Tausche in den folgenden Daten überall „stainless steel“ gegen „brushed steel“ aus und gib alle Zeilen sonst unverändert wieder. Lass die Bilder in der Antwort weg.

◆ Vorgegebene Daten:
==========

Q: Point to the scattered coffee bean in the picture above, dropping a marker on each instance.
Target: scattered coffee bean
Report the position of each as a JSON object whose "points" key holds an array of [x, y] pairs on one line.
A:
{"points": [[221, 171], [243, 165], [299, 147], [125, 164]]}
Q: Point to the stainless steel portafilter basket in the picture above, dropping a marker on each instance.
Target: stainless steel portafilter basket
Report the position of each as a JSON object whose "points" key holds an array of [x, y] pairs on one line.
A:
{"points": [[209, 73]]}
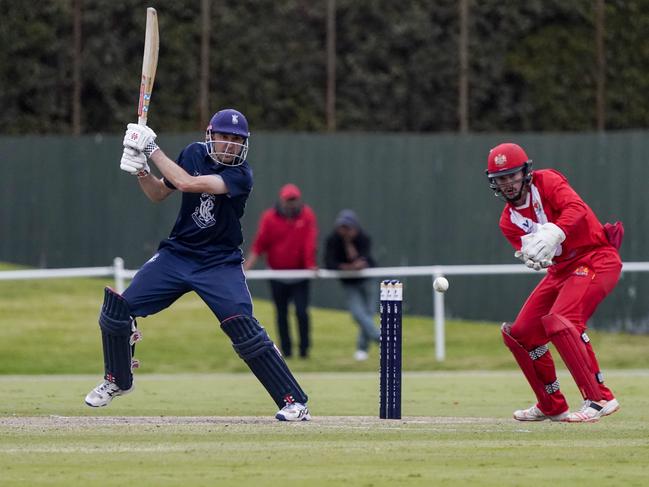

==========

◆ Lösung:
Q: Point to the scattered coffee bean in the picture above, dropping a marker on each instance.
Target: scattered coffee bean
Report the position of each as a JSON object whose "points" key holds an array of [x, y] pairs on one line.
A:
{"points": [[221, 171], [243, 165], [299, 147], [125, 164]]}
Q: Point to the brushed steel portafilter basket in the picture above, dropping a marker on each instance.
Target: brushed steel portafilter basket
Report the position of each as a JSON object whose "points" key holds an array of [x, y] pairs on one line.
A:
{"points": [[209, 73]]}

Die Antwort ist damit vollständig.